▶ UIT TE VOEREN OPDRACHTEN:
A: Vanaf welke datum geldt de Regeling Afstudeersteun voor Internationale Studenten volgens het fragment over financiële ondersteuning van studenten?
B: Het fragment over financiële ondersteuning van studenten noemt bij de Regeling afstudeersteun voor internationale studenten onder "gehoord:" een aantal punten. Geef ze allemaal.
C: Stemmen de volgende beweringen overeen met het fragment over financiële ondersteuning van studenten? (i) De Regeling Afstudeersteun voor Internationale Studenten wordt in mei/juni 2005 geëvalueerd. (ii) Het CvB handhaaft zijn voorgenomen besluit over de Regeling PC – privé voor studenten. (iii) Studenten kunnen zich tot 1 maart registreren voor de Regeling Garantiebeurzen eerstejaars studenten.

▶ GESELECTEERD FRAGMENT:
Regeling financiele ondersteuning studenten

a. Regeling afstudeersteun voor internationale studenten

De Universiteitsraad

gezien:
- de brief met bijlagen van het College van Bestuur d.d. 9 juli 2004 (kenmerk

361.574/DiSC/KVN, UR 04 – 247)

- het voorgenomen besluit van het CvB van 9 juli 2004 luidend:

”1. Vast te stellen de Regeling Afstudeersteun voor Internationale Studenten (RAVIS), deze regeling voor een proefjaar te laten ingaan per 1 september 2004 voor het studiejaar 2004-2005 en de regeling per mei/juni 2005 te evalueren.

2. Het besluit ter instemming voor te leggen aan de UR en de aldus gewijzigde regeling op te nemen in het Studentenstatuut UT”.

gehoord:

- de beraadslagingen;

- het positieve advies van de Werkgroep Afstudeerregelingen (WAR);

- het positieve advies van de Commissie Verlening Afstudeersteun (CVA).

overwegende dat:
- evenals voor nationale studenten er een afstudeervoorziening bij bijzondere erkende

omstandigheden in het leven is geroepen deze voorziening ook voor zoveel mogelijk internationale studenten dient te gelden;

- de financiële condities waaronder internationale studenten studeren afwijken van die van studenten met een Nederlandse nationaliteit en de financiële tegemoetkoming voor opgelopen studievertraging een andere insteek dient te hebben dan die bij studenten met de Nederlandse nationaliteit;

- de regeling voor een proefjaar wordt aangegaan (studiejaar 2004-2005) en tijdig zal worden geëvalueerd.

besluit:

in te stemmen met genoemd CvB-besluit en de aldus gewijzigde Regeling op te nemen in het Studentenstatuut van de UT.


b. Aanpassing Regeling PC – privé voor studenten

Het CvB neemt dit voorgenomen besluit naar aanleiding van vragen vanuit de UR terug om te bezien of de voorgestelde tekst wellicht wijziging behoeft. De commissie P&S zal het college zonodig van informatie voorzien.


c. Regeling Garantiebeurzen eerstejaars studenten

De Universiteitsraad

gezien:
- de brief met bijlagen van het College van Bestuur d.d. 9 juli 2004 (kenmerk 361.574/DiSC/KVN,

UR 04 – 247)

- het voorgenomen besluit van het CvB van 28 juni 2004 luidend

”1. De Regeling Garantiebeurzen eerstejaars studenten per 1 september 2004 zodanig te wijzigen dat de registratie van aanmelding van studenten voor het gebruik maken van de regeling niet meer uiterlijk vóór 1 februari hoeft plaats te vinden maar in plaats daarvan die registratie tot 1 maart bij de griffie van de Commissie Verlening Afstudeersteun kan plaatsvinden.

Verzamelde gegevens
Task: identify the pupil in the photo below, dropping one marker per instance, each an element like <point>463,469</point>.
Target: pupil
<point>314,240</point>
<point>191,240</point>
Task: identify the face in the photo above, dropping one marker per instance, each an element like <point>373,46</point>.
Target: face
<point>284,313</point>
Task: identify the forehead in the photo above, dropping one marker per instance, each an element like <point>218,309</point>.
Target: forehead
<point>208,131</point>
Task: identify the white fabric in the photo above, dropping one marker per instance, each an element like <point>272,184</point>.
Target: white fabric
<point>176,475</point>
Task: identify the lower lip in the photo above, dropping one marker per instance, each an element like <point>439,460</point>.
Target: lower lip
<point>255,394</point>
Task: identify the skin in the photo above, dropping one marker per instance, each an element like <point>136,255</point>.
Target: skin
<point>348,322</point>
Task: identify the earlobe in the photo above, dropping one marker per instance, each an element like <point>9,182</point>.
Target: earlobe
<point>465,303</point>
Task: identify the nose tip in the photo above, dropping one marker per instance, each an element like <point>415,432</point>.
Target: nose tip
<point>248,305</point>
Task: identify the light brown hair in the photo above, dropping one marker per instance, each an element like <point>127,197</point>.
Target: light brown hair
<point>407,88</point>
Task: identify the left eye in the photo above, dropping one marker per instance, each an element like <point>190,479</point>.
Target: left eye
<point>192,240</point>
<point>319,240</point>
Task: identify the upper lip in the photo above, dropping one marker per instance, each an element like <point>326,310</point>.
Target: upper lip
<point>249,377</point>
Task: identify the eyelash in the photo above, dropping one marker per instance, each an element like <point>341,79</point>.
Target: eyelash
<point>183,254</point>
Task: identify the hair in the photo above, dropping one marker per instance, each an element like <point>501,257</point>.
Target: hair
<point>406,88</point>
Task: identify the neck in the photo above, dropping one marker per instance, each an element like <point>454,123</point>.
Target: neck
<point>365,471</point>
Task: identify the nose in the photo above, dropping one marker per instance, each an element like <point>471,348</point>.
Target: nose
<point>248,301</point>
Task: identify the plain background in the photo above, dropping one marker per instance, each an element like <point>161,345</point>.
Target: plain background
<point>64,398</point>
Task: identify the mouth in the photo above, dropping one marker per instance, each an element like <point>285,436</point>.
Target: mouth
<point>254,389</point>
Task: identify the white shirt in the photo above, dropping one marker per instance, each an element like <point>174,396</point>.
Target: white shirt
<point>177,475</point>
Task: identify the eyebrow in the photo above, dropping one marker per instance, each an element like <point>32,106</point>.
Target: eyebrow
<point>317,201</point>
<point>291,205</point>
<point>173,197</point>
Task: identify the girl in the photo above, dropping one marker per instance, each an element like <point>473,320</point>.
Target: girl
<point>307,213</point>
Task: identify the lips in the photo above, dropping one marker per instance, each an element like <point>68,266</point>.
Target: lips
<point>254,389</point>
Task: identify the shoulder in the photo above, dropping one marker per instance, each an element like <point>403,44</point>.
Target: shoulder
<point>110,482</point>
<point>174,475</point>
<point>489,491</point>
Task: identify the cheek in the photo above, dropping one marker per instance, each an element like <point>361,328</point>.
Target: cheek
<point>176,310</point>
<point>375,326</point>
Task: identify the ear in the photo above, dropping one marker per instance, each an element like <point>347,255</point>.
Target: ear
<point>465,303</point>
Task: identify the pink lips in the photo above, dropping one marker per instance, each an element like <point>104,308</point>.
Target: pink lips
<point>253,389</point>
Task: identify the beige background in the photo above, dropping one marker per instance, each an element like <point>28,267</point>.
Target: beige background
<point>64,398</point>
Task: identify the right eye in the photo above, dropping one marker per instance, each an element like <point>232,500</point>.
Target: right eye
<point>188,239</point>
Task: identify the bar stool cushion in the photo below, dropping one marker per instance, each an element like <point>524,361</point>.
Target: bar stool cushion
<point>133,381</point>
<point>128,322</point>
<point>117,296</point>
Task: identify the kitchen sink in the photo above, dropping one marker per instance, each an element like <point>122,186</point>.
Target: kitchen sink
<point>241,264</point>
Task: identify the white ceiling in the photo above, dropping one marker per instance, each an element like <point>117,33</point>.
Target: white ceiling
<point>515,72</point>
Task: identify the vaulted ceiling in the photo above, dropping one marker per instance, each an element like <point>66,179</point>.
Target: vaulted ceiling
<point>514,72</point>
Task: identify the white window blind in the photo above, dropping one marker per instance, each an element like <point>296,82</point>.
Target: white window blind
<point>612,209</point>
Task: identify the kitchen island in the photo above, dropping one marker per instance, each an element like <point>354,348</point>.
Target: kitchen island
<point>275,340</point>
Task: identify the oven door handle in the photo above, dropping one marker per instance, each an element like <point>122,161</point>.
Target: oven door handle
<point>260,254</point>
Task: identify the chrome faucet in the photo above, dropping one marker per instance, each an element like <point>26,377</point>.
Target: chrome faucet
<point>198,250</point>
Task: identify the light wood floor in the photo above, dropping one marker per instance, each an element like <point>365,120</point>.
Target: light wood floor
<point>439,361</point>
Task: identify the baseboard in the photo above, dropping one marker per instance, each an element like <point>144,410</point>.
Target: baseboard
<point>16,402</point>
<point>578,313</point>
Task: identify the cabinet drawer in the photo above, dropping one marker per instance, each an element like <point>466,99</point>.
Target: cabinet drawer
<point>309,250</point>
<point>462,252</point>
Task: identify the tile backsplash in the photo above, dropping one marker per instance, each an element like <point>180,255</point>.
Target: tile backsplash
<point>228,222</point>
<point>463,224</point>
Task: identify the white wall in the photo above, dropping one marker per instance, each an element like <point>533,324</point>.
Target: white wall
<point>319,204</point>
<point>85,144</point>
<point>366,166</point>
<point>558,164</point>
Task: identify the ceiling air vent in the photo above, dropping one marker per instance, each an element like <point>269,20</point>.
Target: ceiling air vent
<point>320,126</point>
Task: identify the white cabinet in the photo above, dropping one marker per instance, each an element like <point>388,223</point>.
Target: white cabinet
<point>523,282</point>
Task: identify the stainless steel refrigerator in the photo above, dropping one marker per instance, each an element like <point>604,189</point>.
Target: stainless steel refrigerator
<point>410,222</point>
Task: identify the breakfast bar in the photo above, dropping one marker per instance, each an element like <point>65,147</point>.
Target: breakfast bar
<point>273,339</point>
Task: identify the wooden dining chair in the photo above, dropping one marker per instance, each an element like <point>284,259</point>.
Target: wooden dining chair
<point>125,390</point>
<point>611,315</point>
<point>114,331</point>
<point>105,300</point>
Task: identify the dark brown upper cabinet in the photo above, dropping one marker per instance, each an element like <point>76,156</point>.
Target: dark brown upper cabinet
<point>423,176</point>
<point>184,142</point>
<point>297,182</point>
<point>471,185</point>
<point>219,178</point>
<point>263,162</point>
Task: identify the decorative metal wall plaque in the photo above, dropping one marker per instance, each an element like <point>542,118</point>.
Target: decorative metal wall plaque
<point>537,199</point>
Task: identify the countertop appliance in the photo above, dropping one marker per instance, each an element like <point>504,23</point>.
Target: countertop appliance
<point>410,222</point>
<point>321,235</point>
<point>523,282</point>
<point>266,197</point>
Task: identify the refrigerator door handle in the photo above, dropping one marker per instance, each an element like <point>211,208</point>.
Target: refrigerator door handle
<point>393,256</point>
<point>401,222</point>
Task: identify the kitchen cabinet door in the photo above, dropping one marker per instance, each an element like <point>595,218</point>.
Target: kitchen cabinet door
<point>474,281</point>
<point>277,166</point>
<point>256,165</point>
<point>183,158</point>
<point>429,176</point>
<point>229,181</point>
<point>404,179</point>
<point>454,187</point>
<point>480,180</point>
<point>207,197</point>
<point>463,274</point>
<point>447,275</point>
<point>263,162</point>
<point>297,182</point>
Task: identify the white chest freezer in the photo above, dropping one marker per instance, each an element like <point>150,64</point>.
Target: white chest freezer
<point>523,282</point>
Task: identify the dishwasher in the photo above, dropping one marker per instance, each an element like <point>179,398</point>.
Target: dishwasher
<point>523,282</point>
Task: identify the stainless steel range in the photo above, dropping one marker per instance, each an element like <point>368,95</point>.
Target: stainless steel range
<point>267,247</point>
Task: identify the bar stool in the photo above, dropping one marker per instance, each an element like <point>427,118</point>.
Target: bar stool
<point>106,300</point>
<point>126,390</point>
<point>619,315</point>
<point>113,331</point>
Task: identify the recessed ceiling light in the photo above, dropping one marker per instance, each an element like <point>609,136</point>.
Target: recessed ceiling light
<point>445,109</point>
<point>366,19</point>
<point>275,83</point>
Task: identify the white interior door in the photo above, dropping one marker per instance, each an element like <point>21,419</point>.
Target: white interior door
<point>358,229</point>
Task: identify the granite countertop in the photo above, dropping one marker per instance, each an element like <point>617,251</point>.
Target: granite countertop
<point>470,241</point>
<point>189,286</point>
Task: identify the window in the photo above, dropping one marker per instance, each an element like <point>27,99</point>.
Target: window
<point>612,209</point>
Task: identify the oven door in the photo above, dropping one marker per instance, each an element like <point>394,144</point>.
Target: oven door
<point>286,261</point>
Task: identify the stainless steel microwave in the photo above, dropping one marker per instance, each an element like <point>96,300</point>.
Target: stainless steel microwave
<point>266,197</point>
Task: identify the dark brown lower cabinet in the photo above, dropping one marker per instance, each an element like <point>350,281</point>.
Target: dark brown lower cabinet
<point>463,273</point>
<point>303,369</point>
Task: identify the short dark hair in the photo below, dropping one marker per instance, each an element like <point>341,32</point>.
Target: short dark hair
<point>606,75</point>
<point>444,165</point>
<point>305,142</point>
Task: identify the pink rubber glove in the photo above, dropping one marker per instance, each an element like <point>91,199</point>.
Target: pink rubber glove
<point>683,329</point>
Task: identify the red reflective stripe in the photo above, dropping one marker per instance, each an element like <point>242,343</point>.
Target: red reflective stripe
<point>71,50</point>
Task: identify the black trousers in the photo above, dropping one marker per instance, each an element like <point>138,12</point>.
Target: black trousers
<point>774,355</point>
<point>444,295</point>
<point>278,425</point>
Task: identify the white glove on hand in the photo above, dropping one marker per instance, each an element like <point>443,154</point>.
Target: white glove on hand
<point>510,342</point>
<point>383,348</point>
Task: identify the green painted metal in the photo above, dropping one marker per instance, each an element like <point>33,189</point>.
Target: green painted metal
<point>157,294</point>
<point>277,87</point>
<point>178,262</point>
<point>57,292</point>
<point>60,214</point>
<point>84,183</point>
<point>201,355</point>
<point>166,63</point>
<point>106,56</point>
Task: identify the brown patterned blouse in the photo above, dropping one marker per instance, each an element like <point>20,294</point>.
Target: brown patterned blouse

▶ UITGEWERKTE OPDRACHTEN:
A: Vanaf 1 september 2004, voor het studiejaar 2004-2005 als proefjaar.

B:
- de beraadslagingen
- het positieve advies van de Werkgroep Afstudeerregelingen (WAR)
- het positieve advies van de Commissie Verlening Afstudeersteun (CVA)

C:
(i) Ja: "de regeling per mei/juni 2005 te evalueren"
(ii) Nee: "Het CvB neemt dit voorgenomen besluit naar aanleiding van vragen vanuit de UR terug"
(iii) Ja: "die registratie tot 1 maart bij de griffie van de Commissie Verlening Afstudeersteun kan plaatsvinden"